◆ **SOURCE EXCERPT**:

# Anyone interested in a Southwest Florida Make and Take?



## sharpobject

Myself and Doombuddy live in Naples, FL along with Matrixmom. We miss the NJ/PA Make and Takes and would like to start having monthly Make and Takes here. I would like to schedule one fairly soon - before we're all going nuts with all the last minute stuff. And then have them monthly starting in December or January. I wouldn't mind having them at our house - although we can definitely take turns.

Who's interested???


----------



## DoomBuddy

We could just do a small project and show something we have done in the past.


----------



## Joiseygal

If you live in Florida and have the opportunity to attend this Make and Take than it would be definitely worth it! Elane and Ralph are very talented haunters and best of all they are very nice people. Hmmm...I wander how long it would take me to ride down to attend this Make and Take???


----------



## sharpobject

Joiseygal said:


> If you live in Florida and have the opportunity to attend this Make and Take than it would be definitely worth it! Elane and Ralph are very talented haunters and best of all they are very nice people. Hmmm...I wander how long it would take me to ride down to attend this Make and Take???


Thanks for the compliments Sharon. I believe it would take you about 29 hours to drive. Maybe you should fly. You know you are welcome anytime. And if you don't make it down here soon - I will be very disappointed.


----------



## matrixmom

I can hardly wait. I know there alot of haunters in this neck of the swamp!


----------



## DoomBuddy

come on Sharon you can make a looong weekend out of it


----------



## DoomBuddy

When do you want to do this elaine?


----------



## BugFreak

I know this is an old thread but I'm up by Orlando and would love to take part in it if you all do one.


----------



## DoomBuddy

I will ask sharpobject to set a date.


----------



## sharpobject

Yippeeee - we finally got some interest. Now we can get this going. How about Saturday, November 30th? I know it's Thanksgiving weekend, but I thought that might be better. If you would rather get together before that - that's fine too.

◆ **INFORMATION SHOWN**:
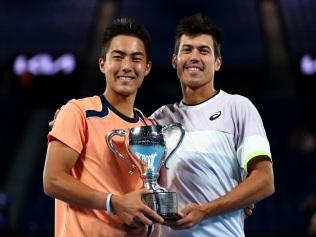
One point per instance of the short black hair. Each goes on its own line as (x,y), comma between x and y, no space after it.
(199,24)
(125,26)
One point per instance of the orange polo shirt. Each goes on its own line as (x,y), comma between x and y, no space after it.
(83,126)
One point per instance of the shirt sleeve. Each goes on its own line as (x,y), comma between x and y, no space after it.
(69,127)
(250,135)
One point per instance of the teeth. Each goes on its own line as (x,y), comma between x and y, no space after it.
(125,78)
(193,69)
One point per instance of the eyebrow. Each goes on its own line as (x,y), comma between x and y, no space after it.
(199,46)
(137,53)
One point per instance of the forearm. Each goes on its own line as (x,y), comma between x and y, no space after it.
(257,186)
(68,189)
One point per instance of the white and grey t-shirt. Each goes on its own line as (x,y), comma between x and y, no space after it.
(222,135)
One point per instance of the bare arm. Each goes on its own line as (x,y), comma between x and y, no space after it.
(258,185)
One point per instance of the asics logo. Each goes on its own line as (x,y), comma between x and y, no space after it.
(215,115)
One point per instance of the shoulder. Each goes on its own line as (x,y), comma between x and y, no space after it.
(92,102)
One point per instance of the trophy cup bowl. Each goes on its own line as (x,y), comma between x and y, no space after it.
(148,147)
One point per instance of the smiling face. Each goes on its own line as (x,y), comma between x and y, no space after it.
(125,66)
(196,64)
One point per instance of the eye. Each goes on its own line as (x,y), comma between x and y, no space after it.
(186,50)
(117,57)
(204,51)
(137,59)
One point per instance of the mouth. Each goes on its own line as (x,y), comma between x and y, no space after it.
(125,78)
(194,68)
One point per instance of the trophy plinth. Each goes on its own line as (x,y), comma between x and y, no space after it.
(147,145)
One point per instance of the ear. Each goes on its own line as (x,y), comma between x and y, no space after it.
(218,63)
(101,64)
(148,68)
(174,61)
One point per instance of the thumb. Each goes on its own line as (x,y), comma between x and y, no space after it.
(145,191)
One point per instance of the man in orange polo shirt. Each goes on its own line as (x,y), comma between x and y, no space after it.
(87,181)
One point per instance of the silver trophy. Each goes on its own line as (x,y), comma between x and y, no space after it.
(147,145)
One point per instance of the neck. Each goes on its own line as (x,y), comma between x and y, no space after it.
(124,104)
(193,96)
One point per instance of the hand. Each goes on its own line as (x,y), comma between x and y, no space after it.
(191,215)
(249,210)
(132,210)
(51,123)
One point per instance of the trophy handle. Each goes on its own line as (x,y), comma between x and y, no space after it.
(109,141)
(172,126)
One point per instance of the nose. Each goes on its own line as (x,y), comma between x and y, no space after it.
(126,64)
(195,56)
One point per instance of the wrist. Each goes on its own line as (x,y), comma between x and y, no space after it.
(108,207)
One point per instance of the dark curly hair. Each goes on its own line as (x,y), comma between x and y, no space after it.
(198,24)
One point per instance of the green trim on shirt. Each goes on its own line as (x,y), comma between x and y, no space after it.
(253,155)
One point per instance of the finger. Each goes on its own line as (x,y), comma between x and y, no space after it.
(145,191)
(248,211)
(152,214)
(56,113)
(251,206)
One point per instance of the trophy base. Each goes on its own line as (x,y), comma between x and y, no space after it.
(164,203)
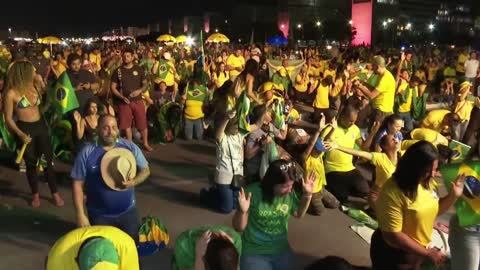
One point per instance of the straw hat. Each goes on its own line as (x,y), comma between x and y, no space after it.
(118,165)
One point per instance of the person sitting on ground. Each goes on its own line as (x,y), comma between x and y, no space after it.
(313,163)
(440,120)
(259,143)
(212,247)
(343,179)
(385,162)
(94,247)
(392,125)
(263,213)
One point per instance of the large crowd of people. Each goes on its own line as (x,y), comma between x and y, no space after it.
(396,109)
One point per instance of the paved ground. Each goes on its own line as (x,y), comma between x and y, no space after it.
(179,171)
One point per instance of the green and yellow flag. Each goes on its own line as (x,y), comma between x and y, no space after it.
(467,206)
(62,95)
(8,138)
(163,69)
(243,109)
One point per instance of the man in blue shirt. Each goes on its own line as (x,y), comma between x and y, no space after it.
(106,206)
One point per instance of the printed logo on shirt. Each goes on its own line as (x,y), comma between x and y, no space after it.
(283,208)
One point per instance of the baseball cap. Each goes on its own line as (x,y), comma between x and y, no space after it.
(98,253)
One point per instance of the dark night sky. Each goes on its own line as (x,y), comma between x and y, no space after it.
(47,16)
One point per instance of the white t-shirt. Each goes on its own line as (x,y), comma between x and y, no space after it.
(229,150)
(471,68)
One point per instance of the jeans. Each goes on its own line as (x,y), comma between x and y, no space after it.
(129,222)
(266,262)
(222,198)
(407,119)
(464,246)
(194,126)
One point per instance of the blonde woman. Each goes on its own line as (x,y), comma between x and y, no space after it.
(22,101)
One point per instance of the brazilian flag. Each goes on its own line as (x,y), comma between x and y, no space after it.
(62,95)
(163,69)
(243,109)
(467,206)
(153,236)
(8,138)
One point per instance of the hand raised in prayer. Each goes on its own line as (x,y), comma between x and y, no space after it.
(244,201)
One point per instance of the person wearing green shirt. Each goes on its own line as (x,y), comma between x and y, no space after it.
(263,212)
(212,247)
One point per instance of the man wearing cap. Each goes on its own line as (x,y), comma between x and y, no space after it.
(94,248)
(128,84)
(235,64)
(382,95)
(106,169)
(164,71)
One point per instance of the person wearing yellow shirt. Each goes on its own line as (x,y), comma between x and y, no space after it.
(407,207)
(441,120)
(383,94)
(96,58)
(404,100)
(385,162)
(164,70)
(343,179)
(220,76)
(331,71)
(235,64)
(464,106)
(313,163)
(59,65)
(321,104)
(462,58)
(94,248)
(194,98)
(301,84)
(421,74)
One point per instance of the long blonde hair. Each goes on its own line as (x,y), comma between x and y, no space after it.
(20,76)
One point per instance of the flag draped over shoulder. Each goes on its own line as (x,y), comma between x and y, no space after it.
(467,206)
(62,95)
(243,109)
(8,138)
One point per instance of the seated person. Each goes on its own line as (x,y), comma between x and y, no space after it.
(440,120)
(208,247)
(343,179)
(94,247)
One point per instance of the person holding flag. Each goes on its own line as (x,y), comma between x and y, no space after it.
(464,233)
(22,101)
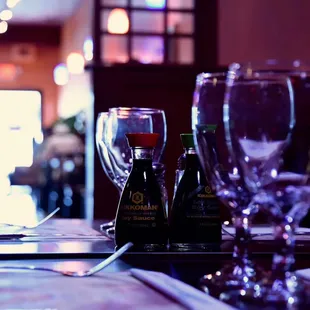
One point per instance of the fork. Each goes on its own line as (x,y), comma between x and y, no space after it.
(80,273)
(35,225)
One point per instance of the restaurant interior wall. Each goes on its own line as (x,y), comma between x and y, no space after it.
(262,29)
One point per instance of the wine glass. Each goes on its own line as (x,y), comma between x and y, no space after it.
(105,163)
(259,116)
(223,175)
(113,146)
(102,149)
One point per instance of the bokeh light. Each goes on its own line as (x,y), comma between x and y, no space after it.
(75,63)
(61,74)
(118,21)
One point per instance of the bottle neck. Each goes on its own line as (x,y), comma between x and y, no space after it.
(190,151)
(139,153)
(191,158)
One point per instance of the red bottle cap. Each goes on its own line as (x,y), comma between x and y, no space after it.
(147,140)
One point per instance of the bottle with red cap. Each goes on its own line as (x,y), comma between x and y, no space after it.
(141,216)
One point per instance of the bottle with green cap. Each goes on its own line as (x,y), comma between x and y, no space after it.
(194,222)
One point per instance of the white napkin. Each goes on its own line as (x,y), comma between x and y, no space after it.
(186,295)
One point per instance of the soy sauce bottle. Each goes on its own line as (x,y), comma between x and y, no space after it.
(141,216)
(194,222)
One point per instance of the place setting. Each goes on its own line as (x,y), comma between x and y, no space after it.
(238,159)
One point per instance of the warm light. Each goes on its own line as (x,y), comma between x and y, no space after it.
(75,63)
(6,14)
(3,26)
(156,4)
(61,75)
(11,3)
(118,21)
(88,49)
(8,72)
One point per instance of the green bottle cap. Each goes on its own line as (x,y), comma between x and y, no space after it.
(187,140)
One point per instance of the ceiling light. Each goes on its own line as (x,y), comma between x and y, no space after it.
(88,48)
(61,75)
(6,14)
(3,26)
(11,3)
(156,4)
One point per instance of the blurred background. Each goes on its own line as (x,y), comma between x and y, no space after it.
(64,61)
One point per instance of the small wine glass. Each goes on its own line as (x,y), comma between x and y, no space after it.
(102,149)
(259,118)
(113,148)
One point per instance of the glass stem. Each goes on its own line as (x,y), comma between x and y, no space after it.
(283,258)
(242,225)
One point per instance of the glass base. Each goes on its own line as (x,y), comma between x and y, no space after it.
(289,293)
(147,247)
(231,278)
(195,247)
(270,294)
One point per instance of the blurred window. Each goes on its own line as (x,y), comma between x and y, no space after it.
(155,32)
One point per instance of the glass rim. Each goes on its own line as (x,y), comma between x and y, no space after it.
(125,110)
(290,68)
(207,76)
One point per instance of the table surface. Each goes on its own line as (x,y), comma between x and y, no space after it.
(65,243)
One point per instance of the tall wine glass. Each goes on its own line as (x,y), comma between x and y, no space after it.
(223,175)
(102,149)
(104,157)
(259,116)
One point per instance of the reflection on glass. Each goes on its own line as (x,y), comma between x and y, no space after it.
(180,23)
(152,4)
(181,51)
(114,49)
(180,4)
(148,49)
(148,21)
(114,2)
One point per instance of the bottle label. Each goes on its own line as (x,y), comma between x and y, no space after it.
(136,211)
(204,205)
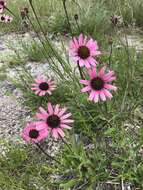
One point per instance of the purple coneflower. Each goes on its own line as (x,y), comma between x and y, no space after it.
(99,86)
(83,51)
(43,86)
(55,119)
(32,134)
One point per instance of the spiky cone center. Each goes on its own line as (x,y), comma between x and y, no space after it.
(83,52)
(33,133)
(44,86)
(97,83)
(53,121)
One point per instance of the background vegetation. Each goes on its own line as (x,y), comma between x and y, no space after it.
(108,144)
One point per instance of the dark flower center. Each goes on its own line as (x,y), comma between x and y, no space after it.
(97,83)
(33,133)
(2,3)
(2,18)
(53,121)
(44,86)
(83,52)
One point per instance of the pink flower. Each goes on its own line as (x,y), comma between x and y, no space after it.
(83,51)
(8,19)
(99,85)
(32,134)
(2,18)
(43,86)
(54,118)
(5,18)
(2,5)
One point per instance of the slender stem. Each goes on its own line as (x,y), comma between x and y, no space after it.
(80,71)
(57,56)
(10,11)
(66,144)
(48,156)
(77,25)
(110,56)
(67,16)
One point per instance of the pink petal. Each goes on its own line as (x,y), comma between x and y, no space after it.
(61,133)
(109,79)
(96,97)
(107,94)
(87,64)
(102,95)
(50,108)
(91,96)
(81,39)
(66,116)
(85,82)
(75,42)
(56,111)
(65,126)
(92,61)
(67,121)
(55,133)
(86,89)
(35,88)
(81,63)
(110,87)
(62,112)
(40,125)
(43,111)
(102,71)
(92,73)
(41,116)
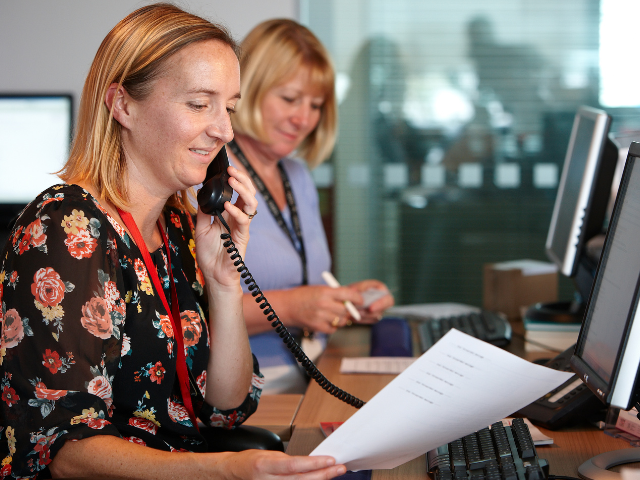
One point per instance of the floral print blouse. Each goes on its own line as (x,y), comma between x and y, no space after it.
(87,347)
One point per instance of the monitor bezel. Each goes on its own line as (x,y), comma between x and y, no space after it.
(622,389)
(582,210)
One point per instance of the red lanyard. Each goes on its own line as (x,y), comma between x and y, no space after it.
(174,312)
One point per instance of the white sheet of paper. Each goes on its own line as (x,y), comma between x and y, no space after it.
(432,310)
(384,365)
(458,386)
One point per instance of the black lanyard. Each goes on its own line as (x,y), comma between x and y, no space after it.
(273,207)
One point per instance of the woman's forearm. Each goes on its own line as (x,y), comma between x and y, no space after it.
(230,363)
(106,456)
(254,316)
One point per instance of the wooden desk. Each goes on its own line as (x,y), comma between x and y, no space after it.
(276,413)
(571,448)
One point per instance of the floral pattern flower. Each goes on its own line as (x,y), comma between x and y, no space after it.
(81,245)
(75,222)
(96,318)
(47,287)
(13,329)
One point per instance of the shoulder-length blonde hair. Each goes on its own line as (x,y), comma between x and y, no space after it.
(132,55)
(271,54)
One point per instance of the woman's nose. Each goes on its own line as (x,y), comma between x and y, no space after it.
(220,127)
(302,115)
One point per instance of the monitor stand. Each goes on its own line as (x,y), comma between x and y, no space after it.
(556,312)
(596,467)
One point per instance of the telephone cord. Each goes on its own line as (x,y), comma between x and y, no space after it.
(279,327)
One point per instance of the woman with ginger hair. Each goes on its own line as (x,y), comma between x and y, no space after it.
(122,325)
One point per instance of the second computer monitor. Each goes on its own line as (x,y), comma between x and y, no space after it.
(584,189)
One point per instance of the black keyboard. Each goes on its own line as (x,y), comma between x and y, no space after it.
(496,453)
(488,326)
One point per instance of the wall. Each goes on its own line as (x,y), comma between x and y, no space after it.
(47,45)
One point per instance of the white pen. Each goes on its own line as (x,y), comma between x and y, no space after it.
(332,282)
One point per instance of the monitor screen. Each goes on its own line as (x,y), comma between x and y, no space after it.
(35,134)
(584,189)
(607,354)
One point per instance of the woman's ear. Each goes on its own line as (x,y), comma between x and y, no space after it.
(117,101)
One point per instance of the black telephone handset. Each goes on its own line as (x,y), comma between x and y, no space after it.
(211,197)
(565,404)
(215,189)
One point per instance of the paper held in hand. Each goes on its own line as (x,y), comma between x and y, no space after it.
(458,386)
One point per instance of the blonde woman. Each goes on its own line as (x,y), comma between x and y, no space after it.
(122,326)
(285,125)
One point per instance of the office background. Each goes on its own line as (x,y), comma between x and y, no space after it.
(454,117)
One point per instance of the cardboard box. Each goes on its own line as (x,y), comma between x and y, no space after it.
(510,287)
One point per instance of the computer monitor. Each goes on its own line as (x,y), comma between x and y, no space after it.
(607,355)
(35,134)
(580,209)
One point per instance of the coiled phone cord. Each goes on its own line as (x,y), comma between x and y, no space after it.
(279,327)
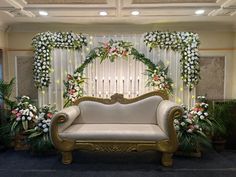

◆ **SET EXERCISE**: In the forum thread, how long does sharpobject estimate it would take Sharon to drive to the Make and Take? The lines are not required for this work.

◆ **ANSWER**: About 29 hours.